Reproduce the rows without changes, from the one containing "Could you please point out the bare branch" down to the last row. Leave the pictures out.
* Begin Provided records *
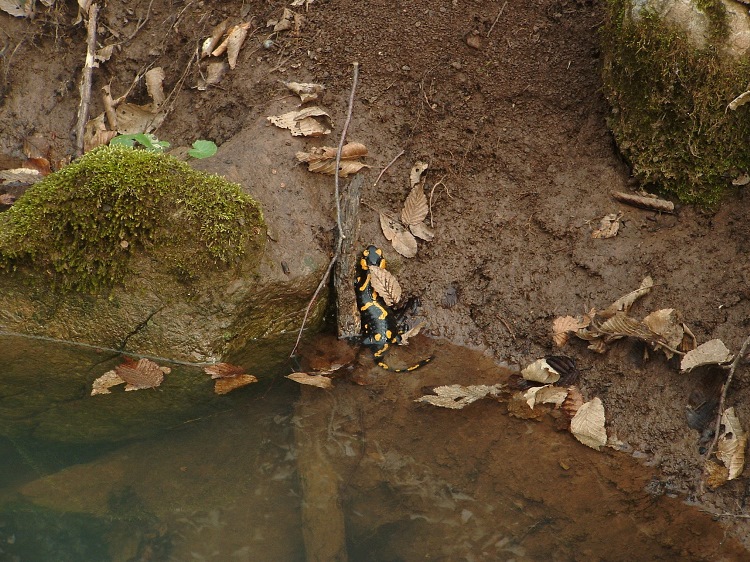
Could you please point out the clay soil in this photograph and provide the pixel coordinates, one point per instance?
(504, 101)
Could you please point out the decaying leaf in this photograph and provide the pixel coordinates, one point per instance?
(415, 177)
(540, 371)
(307, 122)
(105, 382)
(305, 90)
(390, 226)
(228, 384)
(223, 370)
(624, 303)
(716, 474)
(405, 243)
(423, 231)
(547, 394)
(713, 352)
(588, 424)
(310, 379)
(563, 326)
(608, 226)
(385, 284)
(573, 401)
(456, 397)
(415, 207)
(154, 79)
(142, 374)
(732, 444)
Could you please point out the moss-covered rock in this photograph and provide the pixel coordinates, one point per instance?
(81, 225)
(670, 70)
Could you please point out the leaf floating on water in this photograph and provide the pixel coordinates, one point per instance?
(713, 352)
(588, 424)
(540, 371)
(608, 226)
(105, 382)
(415, 176)
(456, 397)
(624, 303)
(223, 370)
(386, 285)
(732, 444)
(415, 207)
(142, 374)
(228, 384)
(312, 380)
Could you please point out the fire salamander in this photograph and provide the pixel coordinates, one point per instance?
(379, 325)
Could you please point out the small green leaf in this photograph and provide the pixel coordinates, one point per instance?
(203, 149)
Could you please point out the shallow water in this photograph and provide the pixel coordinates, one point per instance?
(269, 473)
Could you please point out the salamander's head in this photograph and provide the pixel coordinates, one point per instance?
(373, 257)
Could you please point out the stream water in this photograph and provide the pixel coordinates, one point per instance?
(150, 475)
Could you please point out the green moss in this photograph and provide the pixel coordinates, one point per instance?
(669, 104)
(83, 224)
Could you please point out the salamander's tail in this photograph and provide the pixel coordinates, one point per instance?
(422, 363)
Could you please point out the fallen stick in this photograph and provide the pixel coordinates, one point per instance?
(648, 203)
(340, 234)
(85, 88)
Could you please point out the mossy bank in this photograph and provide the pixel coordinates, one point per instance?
(81, 225)
(670, 71)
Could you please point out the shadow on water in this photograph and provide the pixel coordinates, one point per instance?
(359, 472)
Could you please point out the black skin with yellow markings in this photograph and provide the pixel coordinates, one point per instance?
(379, 326)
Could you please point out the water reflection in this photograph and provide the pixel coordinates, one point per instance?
(360, 472)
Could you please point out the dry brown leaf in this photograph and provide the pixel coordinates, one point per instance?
(405, 244)
(713, 352)
(105, 382)
(310, 379)
(540, 371)
(142, 374)
(456, 397)
(133, 119)
(608, 226)
(303, 122)
(415, 207)
(306, 91)
(385, 284)
(716, 474)
(573, 401)
(415, 176)
(390, 226)
(228, 384)
(732, 444)
(423, 231)
(96, 134)
(154, 85)
(562, 326)
(223, 370)
(588, 424)
(625, 302)
(216, 34)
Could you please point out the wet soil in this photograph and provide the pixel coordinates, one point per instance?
(503, 100)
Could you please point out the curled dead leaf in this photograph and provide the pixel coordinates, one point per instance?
(588, 424)
(228, 384)
(385, 284)
(415, 207)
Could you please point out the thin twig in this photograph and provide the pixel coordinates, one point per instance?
(88, 67)
(500, 13)
(340, 236)
(388, 166)
(724, 390)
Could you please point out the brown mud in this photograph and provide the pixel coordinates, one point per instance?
(522, 165)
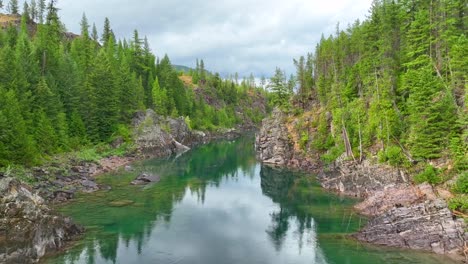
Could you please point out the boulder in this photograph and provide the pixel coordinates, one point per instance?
(428, 225)
(28, 227)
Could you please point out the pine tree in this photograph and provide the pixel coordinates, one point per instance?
(41, 11)
(94, 34)
(33, 10)
(280, 89)
(103, 84)
(159, 98)
(16, 146)
(44, 134)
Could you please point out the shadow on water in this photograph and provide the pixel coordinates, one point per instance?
(216, 204)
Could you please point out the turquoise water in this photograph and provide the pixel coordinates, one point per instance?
(217, 204)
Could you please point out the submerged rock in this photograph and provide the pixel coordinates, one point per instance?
(28, 228)
(145, 178)
(121, 203)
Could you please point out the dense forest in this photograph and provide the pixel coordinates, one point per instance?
(395, 83)
(60, 91)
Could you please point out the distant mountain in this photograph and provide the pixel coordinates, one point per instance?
(182, 68)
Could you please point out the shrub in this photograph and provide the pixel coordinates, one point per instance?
(304, 140)
(88, 155)
(461, 186)
(430, 175)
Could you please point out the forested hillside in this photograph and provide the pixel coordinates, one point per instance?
(60, 91)
(393, 85)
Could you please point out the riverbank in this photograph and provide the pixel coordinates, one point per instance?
(26, 205)
(401, 214)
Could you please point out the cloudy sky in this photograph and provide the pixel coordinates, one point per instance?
(231, 36)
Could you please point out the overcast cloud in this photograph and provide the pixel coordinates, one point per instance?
(230, 35)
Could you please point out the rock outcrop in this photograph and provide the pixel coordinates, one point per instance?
(359, 179)
(145, 178)
(423, 222)
(28, 228)
(401, 215)
(272, 143)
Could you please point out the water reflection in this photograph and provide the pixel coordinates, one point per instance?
(216, 204)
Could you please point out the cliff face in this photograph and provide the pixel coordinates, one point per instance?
(272, 143)
(401, 215)
(28, 228)
(276, 145)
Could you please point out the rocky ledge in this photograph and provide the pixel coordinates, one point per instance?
(413, 217)
(274, 145)
(28, 227)
(401, 215)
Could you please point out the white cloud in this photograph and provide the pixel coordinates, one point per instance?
(231, 35)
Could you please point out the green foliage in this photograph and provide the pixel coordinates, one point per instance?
(88, 155)
(430, 175)
(399, 77)
(59, 94)
(280, 89)
(394, 156)
(304, 140)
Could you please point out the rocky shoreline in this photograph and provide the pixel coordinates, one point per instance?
(29, 228)
(401, 214)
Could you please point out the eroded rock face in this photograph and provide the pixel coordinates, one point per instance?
(401, 215)
(145, 178)
(158, 137)
(272, 143)
(28, 228)
(360, 180)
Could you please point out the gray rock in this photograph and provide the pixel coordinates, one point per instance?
(28, 228)
(428, 226)
(272, 142)
(360, 179)
(145, 178)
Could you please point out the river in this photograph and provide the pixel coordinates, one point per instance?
(217, 204)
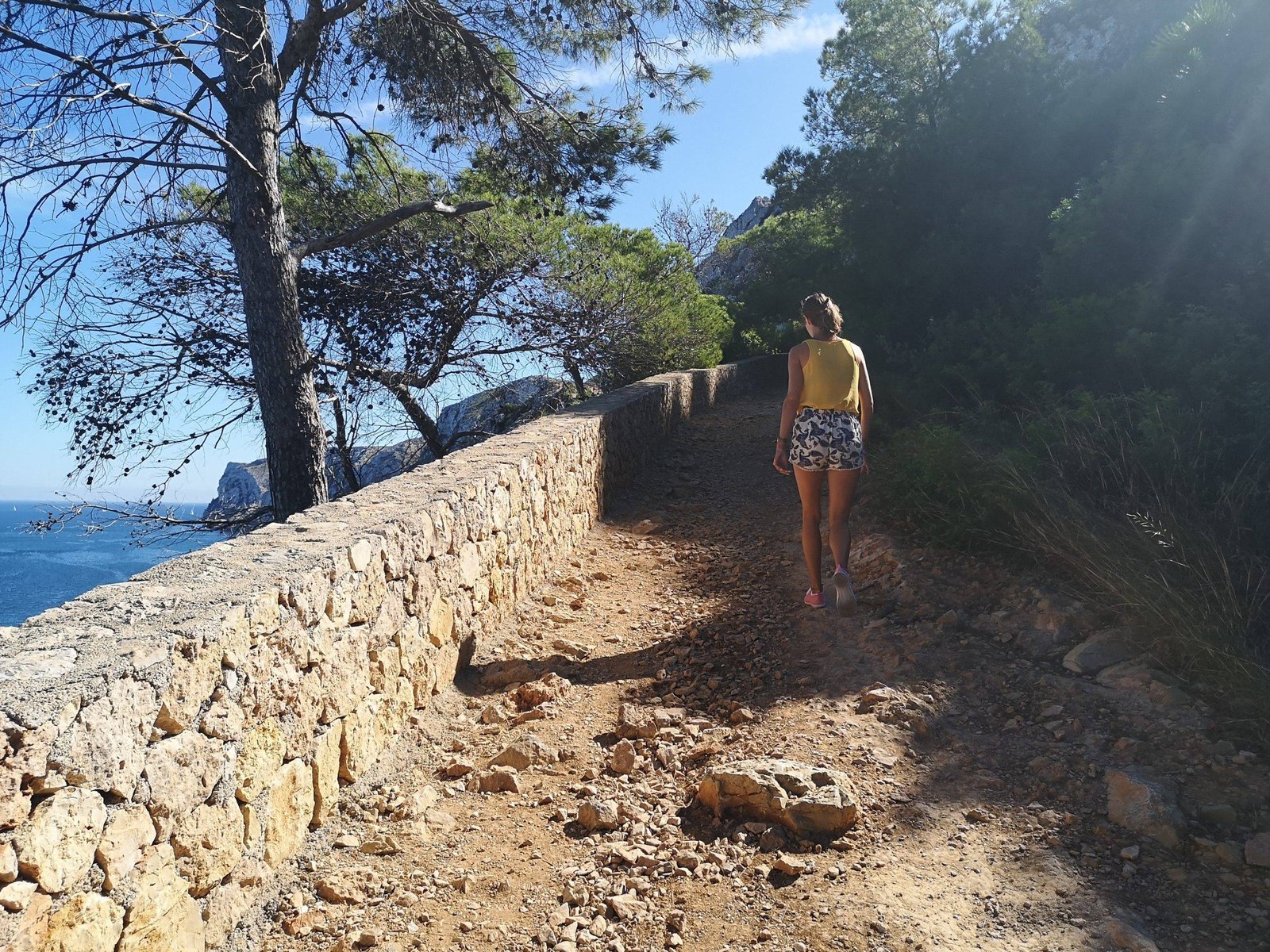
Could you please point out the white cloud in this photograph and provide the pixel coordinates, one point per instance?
(803, 35)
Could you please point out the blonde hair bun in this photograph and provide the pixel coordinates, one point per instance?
(822, 314)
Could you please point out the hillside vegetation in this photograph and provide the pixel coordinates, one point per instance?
(1047, 222)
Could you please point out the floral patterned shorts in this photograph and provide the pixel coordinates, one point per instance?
(827, 440)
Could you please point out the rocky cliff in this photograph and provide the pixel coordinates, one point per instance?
(245, 486)
(725, 271)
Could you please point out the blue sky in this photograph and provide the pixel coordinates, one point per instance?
(751, 108)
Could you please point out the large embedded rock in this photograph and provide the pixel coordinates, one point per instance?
(1145, 804)
(810, 801)
(182, 772)
(226, 907)
(525, 753)
(87, 923)
(1102, 651)
(129, 831)
(260, 759)
(327, 774)
(209, 844)
(56, 850)
(291, 809)
(162, 916)
(106, 748)
(635, 721)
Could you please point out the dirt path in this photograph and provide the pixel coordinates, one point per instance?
(982, 774)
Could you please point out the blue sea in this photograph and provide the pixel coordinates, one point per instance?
(38, 571)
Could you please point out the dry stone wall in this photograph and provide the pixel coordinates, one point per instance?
(167, 743)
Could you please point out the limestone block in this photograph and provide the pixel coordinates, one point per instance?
(423, 679)
(448, 574)
(105, 748)
(391, 617)
(253, 828)
(29, 931)
(127, 833)
(499, 508)
(325, 767)
(56, 848)
(444, 526)
(305, 714)
(162, 917)
(182, 772)
(446, 666)
(423, 537)
(18, 895)
(360, 744)
(410, 644)
(226, 905)
(14, 805)
(441, 621)
(812, 801)
(421, 588)
(260, 759)
(340, 602)
(224, 720)
(87, 923)
(360, 555)
(368, 594)
(8, 863)
(235, 638)
(346, 674)
(291, 809)
(469, 565)
(209, 843)
(308, 596)
(190, 689)
(264, 615)
(385, 666)
(398, 552)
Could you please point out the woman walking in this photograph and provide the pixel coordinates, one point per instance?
(825, 424)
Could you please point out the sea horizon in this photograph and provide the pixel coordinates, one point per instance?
(41, 570)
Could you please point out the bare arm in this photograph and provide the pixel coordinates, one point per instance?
(781, 461)
(865, 397)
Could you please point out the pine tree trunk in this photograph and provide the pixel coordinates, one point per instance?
(295, 438)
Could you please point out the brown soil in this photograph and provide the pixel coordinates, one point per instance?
(981, 782)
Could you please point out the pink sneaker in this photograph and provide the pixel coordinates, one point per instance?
(814, 598)
(845, 596)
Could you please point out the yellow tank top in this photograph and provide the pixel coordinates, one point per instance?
(831, 376)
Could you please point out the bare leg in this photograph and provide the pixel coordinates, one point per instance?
(842, 493)
(810, 482)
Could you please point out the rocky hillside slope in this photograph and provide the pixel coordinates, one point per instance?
(668, 750)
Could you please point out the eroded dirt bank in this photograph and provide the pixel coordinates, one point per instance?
(981, 766)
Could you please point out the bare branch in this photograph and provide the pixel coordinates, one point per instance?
(387, 221)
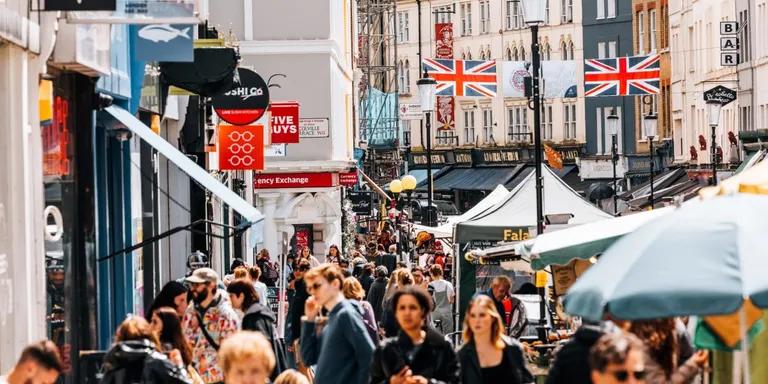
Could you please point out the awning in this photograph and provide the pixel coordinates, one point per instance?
(200, 175)
(476, 179)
* End Provided records *
**Problem solution**.
Could you please point out the bare branch in this photograph and provide the pixel coordinates, one point per instance?
(387, 221)
Could you please point out the awning in this photograph and provide the pixel coordinates, one point per instance?
(200, 175)
(476, 179)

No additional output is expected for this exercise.